What is being asked:
Find the line containing "Target: umbrella pole" in the records below. Copy exactly that line and each one after it, ending at the line containing "In the photo above, where can the wet", and nothing more.

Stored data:
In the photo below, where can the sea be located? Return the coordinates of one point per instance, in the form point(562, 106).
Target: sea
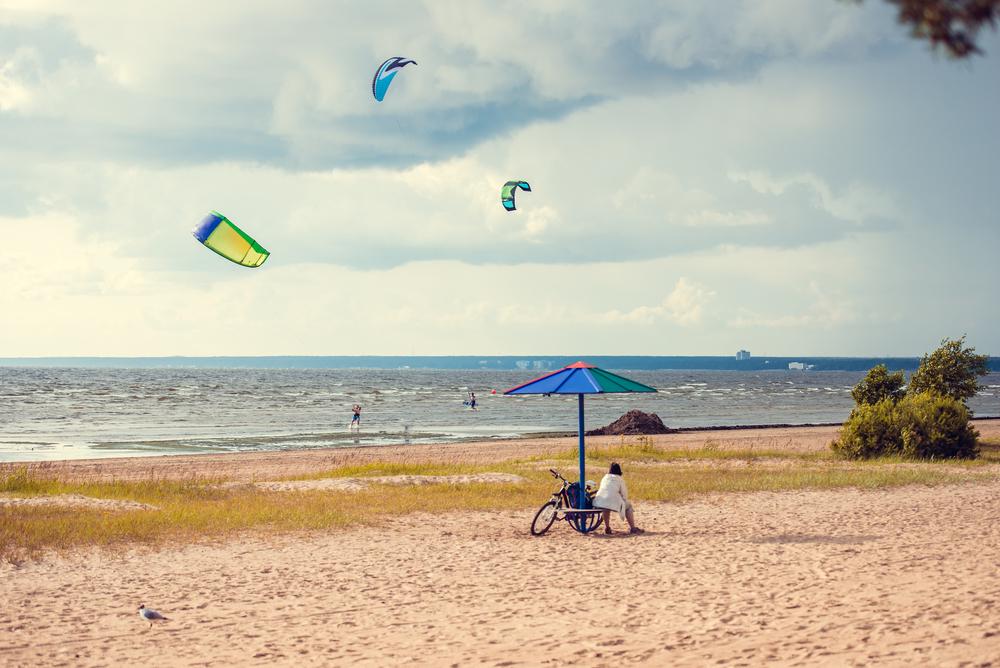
point(58, 413)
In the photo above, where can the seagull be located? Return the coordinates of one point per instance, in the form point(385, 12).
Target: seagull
point(151, 616)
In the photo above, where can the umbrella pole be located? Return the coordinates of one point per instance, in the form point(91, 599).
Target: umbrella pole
point(583, 472)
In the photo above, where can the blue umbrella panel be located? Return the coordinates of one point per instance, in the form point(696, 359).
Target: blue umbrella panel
point(580, 378)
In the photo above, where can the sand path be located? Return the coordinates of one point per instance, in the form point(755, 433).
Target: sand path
point(888, 577)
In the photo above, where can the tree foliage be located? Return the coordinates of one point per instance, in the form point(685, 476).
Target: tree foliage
point(919, 426)
point(952, 371)
point(879, 384)
point(952, 25)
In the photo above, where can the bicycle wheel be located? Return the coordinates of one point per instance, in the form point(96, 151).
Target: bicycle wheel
point(544, 518)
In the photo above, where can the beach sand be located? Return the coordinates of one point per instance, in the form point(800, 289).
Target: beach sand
point(849, 577)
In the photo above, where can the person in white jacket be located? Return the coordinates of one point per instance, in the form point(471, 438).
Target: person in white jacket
point(613, 495)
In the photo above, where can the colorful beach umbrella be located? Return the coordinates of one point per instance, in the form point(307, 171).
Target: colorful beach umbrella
point(580, 378)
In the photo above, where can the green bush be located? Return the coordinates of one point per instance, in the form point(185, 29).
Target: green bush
point(952, 370)
point(871, 431)
point(879, 384)
point(936, 427)
point(920, 426)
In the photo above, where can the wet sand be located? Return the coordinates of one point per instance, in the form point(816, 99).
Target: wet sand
point(849, 577)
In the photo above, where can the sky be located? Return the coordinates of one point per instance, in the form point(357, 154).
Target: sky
point(790, 177)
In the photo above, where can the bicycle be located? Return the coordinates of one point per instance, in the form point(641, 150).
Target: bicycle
point(564, 501)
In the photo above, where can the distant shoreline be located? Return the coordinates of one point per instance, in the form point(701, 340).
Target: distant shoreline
point(519, 363)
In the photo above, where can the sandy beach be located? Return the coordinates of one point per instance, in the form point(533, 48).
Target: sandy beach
point(789, 578)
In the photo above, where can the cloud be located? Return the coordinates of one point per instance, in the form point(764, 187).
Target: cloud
point(857, 204)
point(695, 168)
point(684, 306)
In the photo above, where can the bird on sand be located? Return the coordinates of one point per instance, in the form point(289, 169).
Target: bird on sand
point(151, 616)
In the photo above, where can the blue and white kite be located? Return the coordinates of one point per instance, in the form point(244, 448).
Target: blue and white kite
point(386, 73)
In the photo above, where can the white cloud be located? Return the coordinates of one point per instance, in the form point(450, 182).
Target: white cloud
point(857, 204)
point(684, 305)
point(755, 161)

Output of the exercise:
Target: umbrella pole
point(583, 472)
In the photo above, where can the blue umbrella panel be located? Return the coordinates of one point per instance, in the form point(696, 359).
Target: blue umbrella panel
point(580, 378)
In the photo above, where can the sand path be located? Return the coordinates of one point per instance, in the form point(755, 433).
Target: sand path
point(888, 577)
In the photo above, where can the tree foliage be located? Return the coordinates of one point per instance, in the form point(685, 476).
Target: tree foliage
point(919, 426)
point(952, 371)
point(879, 384)
point(952, 25)
In the photo above, where can the bicycle wheel be located? Return the coordinates of one point per instance, in the form point(96, 151).
Target: bicycle wheel
point(544, 518)
In the photo above, where can the beach sand be located? Return the coordinates of one point per instance, in the form point(800, 289).
Target: beach sand
point(849, 577)
In the photo above, where can the person in white jacket be located? Return the coordinates of one point per instance, in the form point(471, 438).
Target: person in white jacket
point(613, 495)
In the photo above, where can the colorful beach umbrella be located? Return the coordinates of one point per instance, in the form point(307, 171).
Target: colorful beach umbrella
point(580, 378)
In the photo above, where can the green bush be located? Return the coordinates of one point per instance, in the form point(185, 29).
Target: green bush
point(952, 370)
point(871, 431)
point(879, 384)
point(936, 427)
point(920, 426)
In the photo above, where can the wet sand be located? Return the coordinates of one point per instance, in the form point(816, 99).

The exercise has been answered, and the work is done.